YOUR INSTRUCTIONS:
Everything in the entries below must be output exactly, apart from the pictures.

********

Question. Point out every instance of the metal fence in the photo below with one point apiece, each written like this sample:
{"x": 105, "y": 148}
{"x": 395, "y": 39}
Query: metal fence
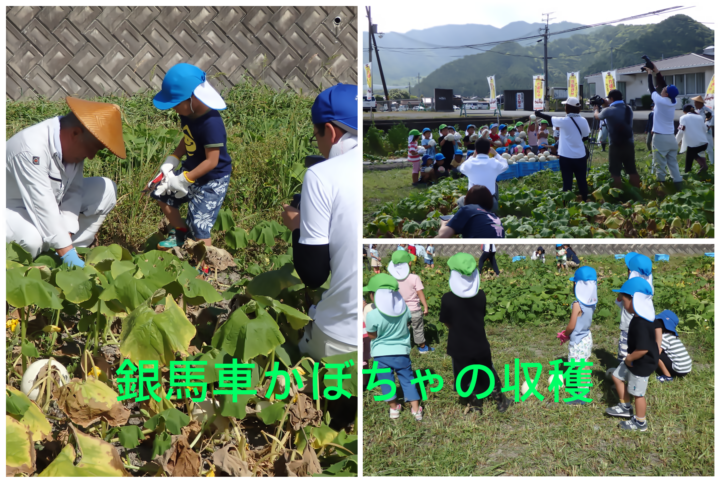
{"x": 88, "y": 51}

********

RESPONSE TO THE EXERCISE:
Question. Point out every instance of the metal fence in the photo below with one point apiece, each written like this sample:
{"x": 105, "y": 148}
{"x": 395, "y": 39}
Query: metal fence
{"x": 88, "y": 51}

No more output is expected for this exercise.